• TO DO:
1. Condense the paragraph of the James Fleming obituary below that begins "He came from a family that was doomed to be extraordinary" into a bulleted list, keeping its main facts.
2. In the James Fleming obituary below, what subject did he take his degree in at Magdalen College, Oxford?
3. According to the passage James wrote about books, quoted in the obituary below, what can you do with their assistance? List every item.

• SELECTED EXTRACT:
In November last year, James Fleming, editor of The Book Collector and bookman at large passed away. ILAB shares the obituary, written by his brother Fergus Fleming. James has left a lasting memory in the book trade.
James Fleming

JAMES FLEMING

Born 26 February 1944, died 22 November 2024.

As with births, so with obituaries: family best stand back; leave things to the professionals. Yet here perforce I bid farewell to my brother James who left us last November. As he would have said, ‘No pressure then, old man.’

He came from a family that was doomed to be extraordinary. His great-grandfather, Robert, founded a bank. His uncles, Peter and Ian, were famous authors. His aunt Amaryllis was one of Britain’s foremost cellists. His father Richard, meanwhile, was a war hero and renowned banker who married his first cousin, Charmian Hermon-Hodge, with whom he had eight children. James was their third child and first son.

He was educated at Eton and Magdalen College, Oxford, where he took a degree in history, followed by a spell in accountancy. He rejected a career in the City, joining instead the Australian publishers Angus & Roberston where he met his future wife Kate Rooksby. Following their marriage in 1975 he retreated to the Cotswolds where he ran the family farm and welcomed the arrival of two sons, Christian and Tom. Rural life allowed him to indulge his love of shooting, a lifelong passion he shared with his godfather Peter. But at heart he was always a book man. ‘I suppose I was four or five,’ he wrote, ‘when I discovered that if I took a torch and a book to bed I could wipe out in a flash whatever torments some governess was visiting upon me. A single sentence and I was in a new world. It’s been like that ever since…You can go wrong with dogs and horses, badly wrong, but with books – never! With their assistance you can commit murder, learn about bee-keeping, foment a revolution, do anything you like. They’re the most superior objects in the world.’

In this, curiously, he went against the grain. There were books at home, plenty of them, each year until 1964 bringing another of Ian’s novels in their distinctive Richard Chopping jackets. Now and then one of Peter’s would be added to the shelves. All of them were signed and dedicated: a collector’s dream in utero. But they were secondary to life as our parents saw it: country sports were their thing and the very idea of sitting indoors, let alone reading, during daylight hours was faintly heretical. For fame, they couldn’t care less. Ian was respected for what he had achieved but not for what he wrote – our father is said to have burned The Spy Who Loved Me on account of its ‘lewdness’ and he wrapped From Russia, with Love in brown paper lest his wife be seen reading it on a visit to America. (Which she undoubtedly didn’t, having zero interest in Bond: I can vouch for the fact that she slept through most of Roger Moore’s Live and Let Die on the grounds that it was ‘too noisy’.) Peter’s books were considered far better. But again, why read about life when you could be living it?

• PROVIDED DATA:

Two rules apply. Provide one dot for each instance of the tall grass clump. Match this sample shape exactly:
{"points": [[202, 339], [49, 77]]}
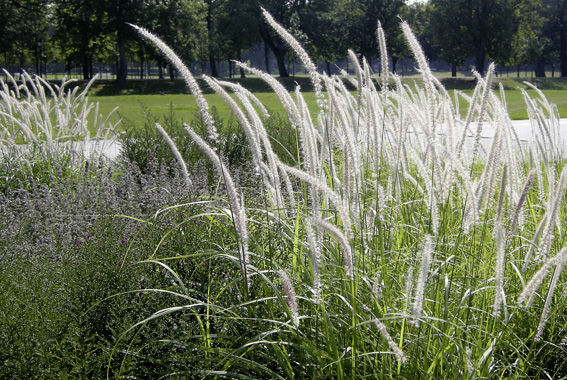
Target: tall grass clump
{"points": [[44, 125], [396, 245]]}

• WORKED ANSWERS:
1.
- Great-grandfather Robert founded a bank.
- Uncles Peter and Ian were famous authors.
- Aunt Amaryllis was one of Britain's foremost cellists.
- Father Richard was a war hero and renowned banker who married his first cousin, Charmian Hermon-Hodge.
- Richard and Charmian had eight children; James was their third child and first son.

2. History.

3.
- Commit murder
- Learn about bee-keeping
- Foment a revolution
- Do anything you like